#### DESCRIPTION OF THE TASK
Please return every line in the items below that contains the string "woman".

#### TASK DATA
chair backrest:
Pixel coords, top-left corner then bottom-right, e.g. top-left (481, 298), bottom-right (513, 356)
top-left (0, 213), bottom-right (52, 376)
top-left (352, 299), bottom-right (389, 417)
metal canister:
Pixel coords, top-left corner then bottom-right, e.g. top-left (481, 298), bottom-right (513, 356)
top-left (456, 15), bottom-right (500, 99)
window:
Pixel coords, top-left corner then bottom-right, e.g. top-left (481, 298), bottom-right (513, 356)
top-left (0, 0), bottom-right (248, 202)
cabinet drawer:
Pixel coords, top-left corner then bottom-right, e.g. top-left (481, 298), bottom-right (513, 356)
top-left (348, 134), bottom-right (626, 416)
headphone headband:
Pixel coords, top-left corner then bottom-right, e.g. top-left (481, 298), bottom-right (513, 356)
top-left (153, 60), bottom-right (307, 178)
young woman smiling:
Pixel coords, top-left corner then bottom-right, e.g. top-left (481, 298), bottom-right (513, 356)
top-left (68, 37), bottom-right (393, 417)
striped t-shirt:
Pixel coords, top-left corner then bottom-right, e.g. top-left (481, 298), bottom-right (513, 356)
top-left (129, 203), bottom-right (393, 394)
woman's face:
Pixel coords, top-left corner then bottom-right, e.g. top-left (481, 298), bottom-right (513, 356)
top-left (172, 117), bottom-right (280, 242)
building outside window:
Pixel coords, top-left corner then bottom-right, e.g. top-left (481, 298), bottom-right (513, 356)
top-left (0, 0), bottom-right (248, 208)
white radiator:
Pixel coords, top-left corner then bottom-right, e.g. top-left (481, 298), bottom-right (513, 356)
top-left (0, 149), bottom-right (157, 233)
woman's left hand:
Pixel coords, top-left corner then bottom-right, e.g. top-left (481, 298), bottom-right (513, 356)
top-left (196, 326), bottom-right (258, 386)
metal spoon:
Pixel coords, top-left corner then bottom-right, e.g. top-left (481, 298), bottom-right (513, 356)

#### WRITTEN RESPONSE
young woman smiling:
woman's face:
woman's left hand:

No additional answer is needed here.